== What is being asked ==
Since the pictures are not wanted, copy only the text of every record exactly.
(Excerpted records)
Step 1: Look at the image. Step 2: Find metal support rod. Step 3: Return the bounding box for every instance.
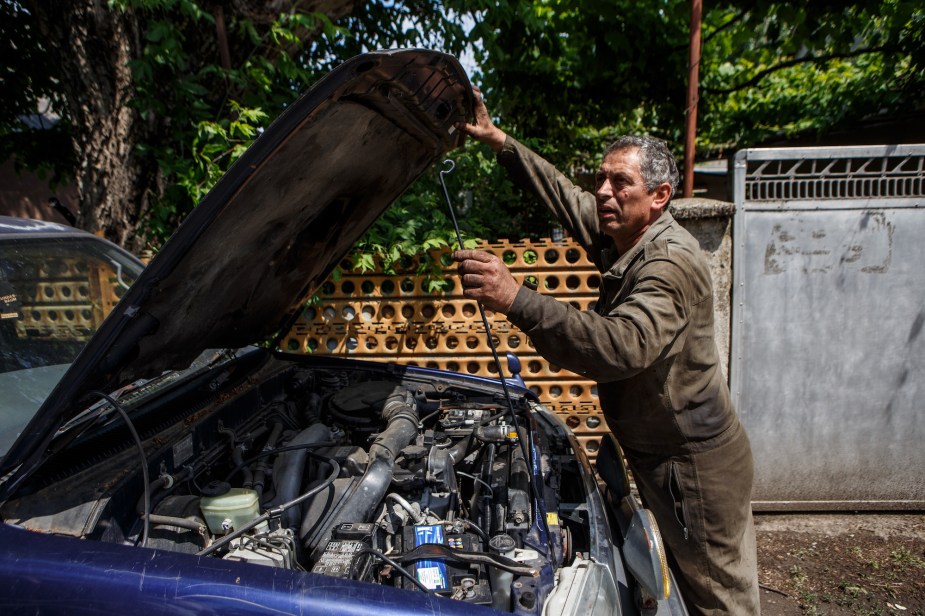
[439,160,519,415]
[683,0,703,198]
[438,160,552,555]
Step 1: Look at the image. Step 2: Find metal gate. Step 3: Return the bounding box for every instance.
[731,145,925,510]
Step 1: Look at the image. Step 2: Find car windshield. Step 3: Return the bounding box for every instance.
[0,235,144,457]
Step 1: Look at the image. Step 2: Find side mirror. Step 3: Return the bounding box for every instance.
[596,434,630,501]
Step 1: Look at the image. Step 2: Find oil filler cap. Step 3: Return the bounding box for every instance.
[200,480,231,497]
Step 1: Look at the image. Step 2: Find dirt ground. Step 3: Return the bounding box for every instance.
[755,514,925,616]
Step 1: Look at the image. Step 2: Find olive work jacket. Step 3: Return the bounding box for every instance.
[498,137,737,456]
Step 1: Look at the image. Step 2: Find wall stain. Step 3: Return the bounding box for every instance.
[859,212,893,273]
[764,242,784,274]
[762,210,893,275]
[840,245,863,264]
[908,310,924,344]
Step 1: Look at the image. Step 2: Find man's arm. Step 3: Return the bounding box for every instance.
[506,258,694,382]
[457,89,602,262]
[452,249,695,383]
[497,139,602,260]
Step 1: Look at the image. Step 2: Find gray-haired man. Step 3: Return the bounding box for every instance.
[452,89,759,615]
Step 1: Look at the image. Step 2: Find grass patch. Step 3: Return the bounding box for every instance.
[891,546,925,570]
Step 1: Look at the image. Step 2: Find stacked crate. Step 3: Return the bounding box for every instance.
[280,238,609,458]
[14,257,122,341]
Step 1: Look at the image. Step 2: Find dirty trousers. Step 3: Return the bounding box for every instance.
[623,420,760,615]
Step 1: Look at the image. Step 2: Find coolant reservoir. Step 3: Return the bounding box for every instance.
[200,488,260,534]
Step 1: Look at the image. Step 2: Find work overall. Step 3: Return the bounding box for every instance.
[498,137,760,615]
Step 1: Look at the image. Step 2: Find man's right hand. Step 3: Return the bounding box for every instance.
[457,87,507,153]
[452,249,521,314]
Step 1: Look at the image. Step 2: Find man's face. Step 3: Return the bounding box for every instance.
[594,147,668,251]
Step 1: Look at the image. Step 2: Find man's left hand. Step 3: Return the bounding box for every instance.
[452,250,521,314]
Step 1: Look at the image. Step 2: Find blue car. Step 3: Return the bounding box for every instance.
[0,50,686,615]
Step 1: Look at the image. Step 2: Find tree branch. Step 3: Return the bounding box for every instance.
[702,9,748,46]
[703,45,893,95]
[213,5,232,71]
[669,4,753,53]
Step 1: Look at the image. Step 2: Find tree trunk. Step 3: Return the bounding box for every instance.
[27,0,360,252]
[30,1,162,252]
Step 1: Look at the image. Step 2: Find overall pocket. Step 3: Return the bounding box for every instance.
[668,459,689,541]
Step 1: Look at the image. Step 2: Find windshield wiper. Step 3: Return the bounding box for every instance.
[48,375,179,457]
[52,348,241,449]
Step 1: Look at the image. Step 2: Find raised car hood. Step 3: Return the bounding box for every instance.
[1,49,472,481]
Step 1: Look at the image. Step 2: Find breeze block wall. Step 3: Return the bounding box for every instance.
[281,199,734,460]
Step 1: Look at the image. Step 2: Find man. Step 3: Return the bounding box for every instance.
[453,89,760,615]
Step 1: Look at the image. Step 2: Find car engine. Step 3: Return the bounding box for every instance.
[148,367,565,611]
[1,359,596,613]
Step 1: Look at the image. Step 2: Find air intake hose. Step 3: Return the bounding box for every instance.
[305,387,418,558]
[273,423,337,529]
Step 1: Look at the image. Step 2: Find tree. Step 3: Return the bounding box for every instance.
[451,0,924,177]
[453,0,691,166]
[699,1,924,150]
[2,0,358,249]
[3,0,922,256]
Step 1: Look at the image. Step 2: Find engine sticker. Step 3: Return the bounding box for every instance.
[413,525,449,591]
[313,540,367,579]
[416,566,447,590]
[172,434,194,466]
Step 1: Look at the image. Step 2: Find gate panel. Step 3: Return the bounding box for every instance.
[731,145,925,510]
(End Excerpted records)
== Exercise solution ==
Step 1: Look at the image. Step 2: Find metal support rod. Step 3: Return the bounding box for every instance.
[439,160,519,415]
[683,0,703,198]
[438,160,552,555]
Step 1: Look at the image. Step 2: Find metal gate. Step 3: Return the bounding box for every instance.
[731,145,925,510]
Step 1: Look at the image. Step 2: Find car windshield. Step 3: Return the bounding box for every instance.
[0,235,144,457]
Step 1: Look at the image. Step 2: Find side mirror. Step 3: Return the bounding box for every instance.
[596,434,630,501]
Step 1: Look at the image. Step 2: Find oil filler cap. Step 3: Return the bounding box for every instance.
[200,480,231,497]
Step 1: Look at the image. Step 2: Find dirt ground. Step 3: Return the bounding box for every instance.
[755,514,925,616]
Step 1: Look at the image. Step 2: Find olive work jacket. Step 3: Return the bounding box for every instance.
[498,137,737,456]
Step 1: Look at the image. Step 2: Find wall stain. Step 3: Return the bounding box for every instance.
[859,212,893,273]
[764,242,784,274]
[762,210,893,275]
[840,245,863,264]
[908,310,924,344]
Step 1: Look at the image. Step 2: Find man's arm. Step 3: Return the bounding box for every instance.
[506,258,694,382]
[457,89,602,262]
[452,249,695,383]
[497,139,602,260]
Step 1: Look at the image. Step 2: Find gray-haired man. Step 3: Return the bounding box for every instance.
[452,89,759,615]
Step 1: Look at the image. Step 2: Find grass patch. Step 3: Return the bounding box for every instance.
[891,546,925,570]
Step 1: Look at the image. Step 2: Find stacked crate. Step 3: Return the bounding box for every instance.
[280,238,609,458]
[14,257,122,341]
Step 1: Look at the image. Step 2: Find dirty trousers. Step 3: Return the bounding box for every instance.
[623,420,760,615]
Step 1: Look at the image. Step 2: Find coolant reservoir. Step 3: Return the bounding box for every instance.
[200,488,260,534]
Step 1: Look at the image. Step 2: Find work overall. Step 3: Return the bounding box for every instance.
[498,137,760,615]
Step 1: Look at the image. Step 2: Find man's right hand. Step 3: Return the bounding box for every instance.
[457,87,507,153]
[452,249,521,314]
Step 1: Look at the image. Step 2: Find man's face. Step 3: Return the bounding box for every instance.
[594,147,668,251]
Step 1: Look at the image. Step 2: Find man's left hand. Step 3: Return the bounding box for every instance.
[452,250,521,314]
Step 1: Look at the image. Step 2: Find blue car. Step 3: Return the bounding box for every instance.
[0,50,686,615]
Step 1: Look at the image. Step 2: Find tree branch. Step 3: Return the bounding box for every instance.
[702,9,748,46]
[703,45,893,95]
[213,5,232,71]
[669,4,753,53]
Step 1: Look at the image. Step 2: Find tree trunk. Step 3: Return the bounding box for every instance.
[27,0,360,252]
[30,1,162,252]
Step 1: Look at the image. Step 2: Find overall pocket. Step 3: Return the bounding box for every instance.
[668,459,689,541]
Step 1: Look at the image. Step 2: Find windshield wiper. Step 3: Return the bounding box for every instance.
[48,375,179,457]
[52,348,241,449]
Step 1: Look at the image. Step 2: Find raised car hood. Step 3: Return the bounding box for every instance.
[1,49,472,481]
Step 1: Look at the image. Step 2: Find breeze block wall. Step 3: Return the bounding box for every instance.
[281,199,734,460]
Step 1: Look at the image. Step 2: Find man. Step 3: Return the bounding box for every instance.
[453,89,760,615]
Step 1: Look at the image. Step 2: Find car engine. Step 3: Return the bounding box for every instance.
[148,367,565,611]
[1,359,596,613]
Step 1: Look at the image. Step 2: Find air intake hose. Step 3: Return the bounding box for every instance.
[305,387,418,558]
[273,423,337,529]
Step 1: Look at the image. Step 2: Find tree. Step 3: Return the bounding box for every instance.
[451,0,924,177]
[453,0,691,166]
[699,1,924,150]
[2,0,358,249]
[3,0,922,256]
Step 1: Look at the image. Step 2: Find engine sticker. Step 3: Return the bounding box for every instance.
[413,525,449,591]
[313,540,367,579]
[416,566,447,590]
[172,434,194,466]
Step 1: Look at the image. Step 2: Find gate panel. Step 3: Return the bounding box for every instance.
[731,145,925,510]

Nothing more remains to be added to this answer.